● **What is needed**: From the data that follows, copy every line holding the string "braided".

----

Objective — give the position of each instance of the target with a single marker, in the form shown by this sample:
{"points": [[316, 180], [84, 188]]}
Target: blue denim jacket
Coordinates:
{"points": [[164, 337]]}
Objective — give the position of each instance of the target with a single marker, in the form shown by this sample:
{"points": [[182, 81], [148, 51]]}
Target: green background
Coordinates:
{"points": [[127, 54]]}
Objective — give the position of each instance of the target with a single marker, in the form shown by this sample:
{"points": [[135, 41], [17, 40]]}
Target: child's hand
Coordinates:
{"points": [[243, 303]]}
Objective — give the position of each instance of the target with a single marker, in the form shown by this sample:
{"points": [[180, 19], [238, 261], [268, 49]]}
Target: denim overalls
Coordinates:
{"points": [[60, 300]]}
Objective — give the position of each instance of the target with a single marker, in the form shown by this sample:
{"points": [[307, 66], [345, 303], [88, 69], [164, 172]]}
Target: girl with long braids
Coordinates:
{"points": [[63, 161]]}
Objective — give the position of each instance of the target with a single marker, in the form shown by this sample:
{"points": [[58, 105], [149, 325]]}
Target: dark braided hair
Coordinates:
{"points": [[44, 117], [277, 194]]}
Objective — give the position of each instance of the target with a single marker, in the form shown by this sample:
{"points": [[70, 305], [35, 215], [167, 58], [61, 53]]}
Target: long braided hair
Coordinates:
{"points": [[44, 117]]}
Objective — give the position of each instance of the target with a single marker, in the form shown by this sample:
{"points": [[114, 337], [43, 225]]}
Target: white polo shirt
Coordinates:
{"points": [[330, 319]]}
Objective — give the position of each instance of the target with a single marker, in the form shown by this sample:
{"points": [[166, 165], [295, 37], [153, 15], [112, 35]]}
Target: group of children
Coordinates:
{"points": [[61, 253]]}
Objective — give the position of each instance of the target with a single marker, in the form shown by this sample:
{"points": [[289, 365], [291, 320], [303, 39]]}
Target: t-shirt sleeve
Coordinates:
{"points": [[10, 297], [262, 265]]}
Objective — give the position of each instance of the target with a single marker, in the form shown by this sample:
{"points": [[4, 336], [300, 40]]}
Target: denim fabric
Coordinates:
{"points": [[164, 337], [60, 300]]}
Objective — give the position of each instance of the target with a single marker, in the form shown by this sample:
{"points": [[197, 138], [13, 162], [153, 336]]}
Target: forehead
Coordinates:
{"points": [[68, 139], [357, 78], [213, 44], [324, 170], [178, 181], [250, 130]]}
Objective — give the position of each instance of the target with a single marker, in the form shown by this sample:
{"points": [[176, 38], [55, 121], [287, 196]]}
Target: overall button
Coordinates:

----

● **Expected output**:
Target: dark braided hair
Target: long braided hair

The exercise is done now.